◆ **Selected excerpt**
━━━━━━━━━━━━━━━━━━━━━━━━━━━━━━
In the future, chicken bones could be the geological signature of the times that we live in. Billions of bones are thrown into landfills every year where they mummify and fossilize — for future geologists and archaeologists to dig up. And it’s an entirely human-driven process.
Although the history of the modern chicken, growing too fast to even support its own weight, is only traced back to the 1950s, the history of chicken-human relations is much longer. Bones associated with chickens first appear in the archaeological record of Asia around 8,000 years ago.
But an ambitious study might just change that history. Researchers now know that chickens were domesticated later than anybody thought, only 3,500 years ago.
How did 5,000 years of human-chicken history just suddenly disappear?
Grave of bones
When archaeologists dig around the world they essentially unearth dead peoples’ junk. This might sound rough, but for every golden treasure there are thousands of useless relics.
Not useless to archaeologists, of course, who can use it to reconstruct lives long gone and societies long extinct, but useless to those who threw the relic away in the first place.
And among these worthless relics are thousands of bones. After the meat’s been gnawed away, the bones are left to decompose on their own. This sometimes takes thousands of years, and occassionally a bone might fossilize, providing researchers with a unique window into the past.
━━━━━━━━━━━━━━━━━━━━━━━━━━━━━━
[Data entries]

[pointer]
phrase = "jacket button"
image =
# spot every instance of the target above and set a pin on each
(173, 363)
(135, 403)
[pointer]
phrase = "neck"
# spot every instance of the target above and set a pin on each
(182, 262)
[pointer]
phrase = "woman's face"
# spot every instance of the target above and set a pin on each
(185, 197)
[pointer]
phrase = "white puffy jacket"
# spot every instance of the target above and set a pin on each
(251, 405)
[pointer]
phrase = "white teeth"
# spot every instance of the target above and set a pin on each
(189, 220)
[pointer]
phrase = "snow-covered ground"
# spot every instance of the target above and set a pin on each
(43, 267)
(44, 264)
━━━━━━━━━━━━━━━━━━━━━━━━━━━━━━
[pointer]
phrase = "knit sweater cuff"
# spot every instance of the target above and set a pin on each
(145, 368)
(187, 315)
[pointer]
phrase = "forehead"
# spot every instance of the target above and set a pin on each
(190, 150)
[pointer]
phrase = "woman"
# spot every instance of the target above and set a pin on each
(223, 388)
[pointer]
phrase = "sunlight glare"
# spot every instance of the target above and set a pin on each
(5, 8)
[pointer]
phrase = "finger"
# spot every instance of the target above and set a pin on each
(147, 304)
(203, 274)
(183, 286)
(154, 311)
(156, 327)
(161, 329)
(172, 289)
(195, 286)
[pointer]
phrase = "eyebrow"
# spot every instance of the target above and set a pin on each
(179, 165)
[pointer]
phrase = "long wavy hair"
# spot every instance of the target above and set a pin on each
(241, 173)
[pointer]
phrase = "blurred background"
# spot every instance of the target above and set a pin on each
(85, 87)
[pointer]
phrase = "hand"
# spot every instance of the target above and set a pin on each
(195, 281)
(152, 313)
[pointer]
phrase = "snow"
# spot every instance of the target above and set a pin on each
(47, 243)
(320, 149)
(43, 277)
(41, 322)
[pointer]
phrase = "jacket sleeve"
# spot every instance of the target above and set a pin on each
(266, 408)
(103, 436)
━━━━━━━━━━━━━━━━━━━━━━━━━━━━━━
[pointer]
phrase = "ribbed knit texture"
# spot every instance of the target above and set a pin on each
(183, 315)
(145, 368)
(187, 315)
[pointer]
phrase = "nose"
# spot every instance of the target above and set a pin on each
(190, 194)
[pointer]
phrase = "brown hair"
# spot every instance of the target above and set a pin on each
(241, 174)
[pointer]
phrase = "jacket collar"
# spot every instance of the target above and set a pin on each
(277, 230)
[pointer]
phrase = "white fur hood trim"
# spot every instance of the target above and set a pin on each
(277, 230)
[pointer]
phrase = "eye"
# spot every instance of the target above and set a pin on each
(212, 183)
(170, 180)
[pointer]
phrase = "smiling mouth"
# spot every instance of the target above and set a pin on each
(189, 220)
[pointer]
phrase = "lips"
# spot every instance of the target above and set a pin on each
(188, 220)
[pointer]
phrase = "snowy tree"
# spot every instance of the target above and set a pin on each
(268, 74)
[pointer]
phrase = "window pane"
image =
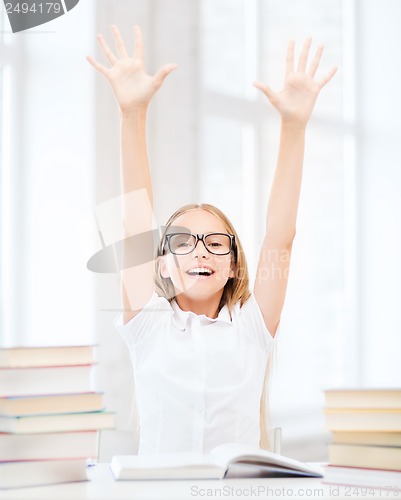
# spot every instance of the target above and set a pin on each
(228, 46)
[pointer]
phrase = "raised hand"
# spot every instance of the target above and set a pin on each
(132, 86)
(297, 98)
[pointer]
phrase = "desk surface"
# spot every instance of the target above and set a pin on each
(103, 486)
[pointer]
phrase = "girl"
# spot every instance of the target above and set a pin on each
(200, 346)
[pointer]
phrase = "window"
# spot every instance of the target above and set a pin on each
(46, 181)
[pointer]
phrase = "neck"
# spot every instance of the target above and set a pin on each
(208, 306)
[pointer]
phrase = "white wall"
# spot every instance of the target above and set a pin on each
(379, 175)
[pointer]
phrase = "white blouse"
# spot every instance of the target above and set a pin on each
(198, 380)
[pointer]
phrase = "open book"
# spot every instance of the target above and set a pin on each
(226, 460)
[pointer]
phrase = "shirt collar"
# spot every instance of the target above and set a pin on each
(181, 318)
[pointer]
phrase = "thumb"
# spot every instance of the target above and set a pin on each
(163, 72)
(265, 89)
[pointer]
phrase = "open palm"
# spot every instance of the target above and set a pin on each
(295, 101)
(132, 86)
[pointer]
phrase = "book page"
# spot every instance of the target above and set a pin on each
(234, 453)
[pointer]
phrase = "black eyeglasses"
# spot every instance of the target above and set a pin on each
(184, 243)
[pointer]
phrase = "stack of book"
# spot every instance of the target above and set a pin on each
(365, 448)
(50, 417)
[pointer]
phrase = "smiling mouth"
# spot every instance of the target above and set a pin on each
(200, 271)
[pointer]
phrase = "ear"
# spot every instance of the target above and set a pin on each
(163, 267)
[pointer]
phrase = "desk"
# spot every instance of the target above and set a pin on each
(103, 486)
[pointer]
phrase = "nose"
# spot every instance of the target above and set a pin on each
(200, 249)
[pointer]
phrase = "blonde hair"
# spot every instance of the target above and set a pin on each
━━━━━━━━━━━━━━━━━━━━━━━━━━━━━━
◆ **Instructions to follow**
Duplicate the part of the chicken bones text between "In the future, chicken" and "3,500 years ago.", inclusive, word for word. The material was drawn from a separate source.

◆ **Exercise solution**
In the future, chicken bones could be the geological signature of the times that we live in. Billions of bones are thrown into landfills every year where they mummify and fossilize — for future geologists and archaeologists to dig up. And it’s an entirely human-driven process.
Although the history of the modern chicken, growing too fast to even support its own weight, is only traced back to the 1950s, the history of chicken-human relations is much longer. Bones associated with chickens first appear in the archaeological record of Asia around 8,000 years ago.
But an ambitious study might just change that history. Researchers now know that chickens were domesticated later than anybody thought, only 3,500 years ago.